Text section ▸
··········

Back to all History topics
Topic 16.3History SL36 flashcards

Effects of war

Practice Flashcards

Flip cards to reveal answers
Card 1 of 3616.3.1
16.3.1
Question

Name the six themes for analysing the effects of a war.

Click to reveal answer

Track your progress — Sign up free to save your progress and get smart review reminders based on spaced repetition.

All Flashcards in Topic 16.3

Below are all 36 flashcards for this topic. Sign up free to track your progress and get personalized review schedules.

16.3.112 cards

Card 1concept
Question

Name the six themes for analysing the effects of a war.

Answer

Peacemaking, territorial, political, economic, social and human cost (P-T-P-E-S-H).

Card 2concept
Question

What does peacemaking cover as an effect of war?

Answer

The successes and failures of peace settlements (like Versailles) and the international organisations set up to keep the peace (the League of Nations, the United Nations).

Card 3example
Question

Why did the League of Nations largely fail?

··········

To do ▸
(1) Transcribe the passage of the effects-of-war flashcards from "Card 2concept" to "Nations largely fail?".
(2) List the six themes the effects-of-war flashcards give for analyzing the effects of a war.
(3) Answer these questions from the effects-of-war flashcards:
(a) How many flashcards does the topic contain?
(b) Which peace settlement is named as an example under peacemaking?
(c) Which two international organizations set up to keep the peace are named?

··········

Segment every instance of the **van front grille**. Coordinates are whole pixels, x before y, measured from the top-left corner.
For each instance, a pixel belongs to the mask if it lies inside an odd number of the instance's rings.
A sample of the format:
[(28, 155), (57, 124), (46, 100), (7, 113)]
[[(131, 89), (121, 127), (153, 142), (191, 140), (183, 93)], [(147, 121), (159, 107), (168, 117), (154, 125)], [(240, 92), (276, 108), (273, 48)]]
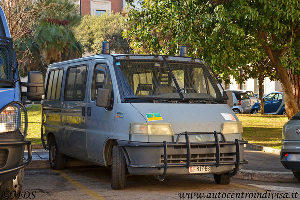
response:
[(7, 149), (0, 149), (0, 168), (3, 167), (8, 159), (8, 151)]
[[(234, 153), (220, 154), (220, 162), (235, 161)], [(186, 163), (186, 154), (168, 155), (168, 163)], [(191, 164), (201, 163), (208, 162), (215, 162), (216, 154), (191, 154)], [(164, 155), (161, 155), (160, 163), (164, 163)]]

··········

Results of the exercise ▸
(1)
Card 2concept
Question

What does peacemaking cover as an effect of war?

Answer

The successes and failures of peace settlements (like Versailles) and the international organisations set up to keep the peace (the League of Nations, the United Nations).

Card 3example
Question

Why did the League of Nations largely fail?

(2)
Peacemaking
Territorial
Political
Economic
Social
Human cost

(3)
(a) 36
(b) Versailles
(c) The League of Nations and the United Nations